Passage =
___
Perhaps I'm too wrapped up in the television commercials I watch, but I feel moved by the plight of the pepper shaker in the Knorr ads who posts tiny signs on the bases of lampposts begging for information about his lost friend, the salt shaker.

And, although it's beyond creepy that a disembodied pair of blood-red lips in a Dairy Queen commercial would use "bacon" as a verb, and then ask, "Did I just use 'bacon' as a verb?", it's refreshing that even disembodied pairs of lips are conscious of syntax and prepared to second-guess their word choices.

However, one has to wonder what image advertisers have of their customers. In a commercial for Trident, a man likes his stick of gum so much he marries it and takes it on holiday. So, no mental instability there. In a spot for Chips Ahoy, a sadistic hand plucks happy, singing cookies out of a moving car, one by one. The viewer is meant to identify with the hand.

Most puzzling is the Honda Civic commercial in which a driver is inordinately impressed with his car's mileage. "Whoop!" he yells at his friend in the passenger seat. The friend, mentally calculating how serious a tumble he'd take if he opened the passenger door and leapt out, hesitantly replies, "Awesome." "No, that's not the part," the driver cries, and shouts again: "Whoop!" The friend gamely replies, "Whoop." "No," shouts the driver.

Part of me wondered whether Honda views Civic drivers as sociopaths who treat conversation as an opportunity to berate their companions. The other part wondered what the passenger was supposed to reply, other than, "Could you please stop the car and let me out? I just remembered I'm supposed to walk 20 kilometres a day."

If the word were "whoomp" or "whoot," the answer might be, "There it is." The group Tag Team had a hit with the party song Whoomp! There It Is in 1993. The group 95 South had a hit the same year with a different song called Whoot, There It Is, the object of that "whoot" being attractive rear ends sighted on the street or on the dance floor. The expressions may have originated in the clubs of Atlanta.
___
Information shown =
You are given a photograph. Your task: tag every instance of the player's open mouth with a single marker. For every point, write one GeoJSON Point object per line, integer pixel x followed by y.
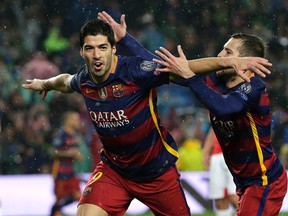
___
Parts of the exercise =
1) Translate this sentence from the column on TV commercials into Spanish: "In a commercial for Trident, a man likes his stick of gum so much he marries it and takes it on holiday."
2) Copy the stretch of the column on TV commercials from "Most puzzling is" through "shouts the driver.".
3) Sum up the column on TV commercials in two sentences.

Per-task answers =
1) En un anuncio de Trident, a un hombre le gusta tanto su chicle que se casa con él y se lo lleva de vacaciones.

2)
Most puzzling is the Honda Civic commercial in which a driver is inordinately impressed with his car's mileage. "Whoop!" he yells at his friend in the passenger seat. The friend, mentally calculating how serious a tumble he'd take if he opened the passenger door and leapt out, hesitantly replies, "Awesome." "No, that's not the part," the driver cries, and shouts again: "Whoop!" The friend gamely replies, "Whoop." "No," shouts the driver.

3) The writer is moved by a Knorr pepper shaker hunting for its lost salt shaker, finds a Dairy Queen ad's lips creepy but syntax-conscious, and wonders what advertisers think of their customers after ads for Trident, Chips Ahoy and especially a Honda Civic spot where a driver keeps rejecting his passenger's replies to "Whoop!" Had the word been "whoomp" or "whoot," the reply might have been "There it is," as in two 1993 hits by Tag Team and 95 South.